DATA IN THIS EXERCISE below:

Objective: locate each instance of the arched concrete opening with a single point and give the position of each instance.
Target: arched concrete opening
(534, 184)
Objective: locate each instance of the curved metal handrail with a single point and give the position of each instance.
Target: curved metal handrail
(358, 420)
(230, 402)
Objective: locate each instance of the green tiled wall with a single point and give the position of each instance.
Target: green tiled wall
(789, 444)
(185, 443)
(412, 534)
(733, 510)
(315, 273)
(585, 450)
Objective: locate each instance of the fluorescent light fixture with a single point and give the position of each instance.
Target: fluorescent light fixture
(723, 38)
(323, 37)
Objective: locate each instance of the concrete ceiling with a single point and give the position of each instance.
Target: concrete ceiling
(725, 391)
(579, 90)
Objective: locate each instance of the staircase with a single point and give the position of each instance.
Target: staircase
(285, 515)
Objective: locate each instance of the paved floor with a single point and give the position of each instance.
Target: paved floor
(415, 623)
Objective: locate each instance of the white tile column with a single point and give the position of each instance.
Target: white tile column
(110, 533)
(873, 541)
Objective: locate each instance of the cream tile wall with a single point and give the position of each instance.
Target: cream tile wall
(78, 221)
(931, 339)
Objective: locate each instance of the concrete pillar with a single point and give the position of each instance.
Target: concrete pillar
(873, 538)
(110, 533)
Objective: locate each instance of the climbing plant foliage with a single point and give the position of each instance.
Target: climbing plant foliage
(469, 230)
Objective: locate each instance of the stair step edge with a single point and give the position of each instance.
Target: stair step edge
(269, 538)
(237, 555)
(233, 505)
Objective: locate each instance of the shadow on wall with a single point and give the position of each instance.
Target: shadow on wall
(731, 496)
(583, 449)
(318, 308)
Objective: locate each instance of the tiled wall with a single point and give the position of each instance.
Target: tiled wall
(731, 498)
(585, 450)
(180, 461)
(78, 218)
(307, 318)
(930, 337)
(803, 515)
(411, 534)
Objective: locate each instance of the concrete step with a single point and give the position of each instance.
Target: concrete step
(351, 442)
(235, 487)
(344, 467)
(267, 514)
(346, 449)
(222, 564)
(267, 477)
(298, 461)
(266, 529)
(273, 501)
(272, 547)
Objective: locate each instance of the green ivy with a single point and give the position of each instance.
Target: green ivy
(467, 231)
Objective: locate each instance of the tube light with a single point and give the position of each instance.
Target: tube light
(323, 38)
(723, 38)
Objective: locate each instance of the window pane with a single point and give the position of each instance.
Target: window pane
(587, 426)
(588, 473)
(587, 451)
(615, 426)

End of DATA IN THIS EXERCISE.

BRIEF:
Only the lines from the one with "Objective: locate each instance of the green ivy" through the last line of the records belong in the answer, each copied exactly.

SOLUTION:
Objective: locate each instance of the green ivy with a single point and give the position of each instance.
Target: green ivy
(467, 231)
Objective: locate each instance of the tube light with a single point and give the position of each instance.
Target: tube light
(323, 38)
(723, 38)
Objective: locate each instance of the window pane with a single point and give the position of each instance.
Target: window pane
(587, 426)
(588, 473)
(587, 451)
(615, 426)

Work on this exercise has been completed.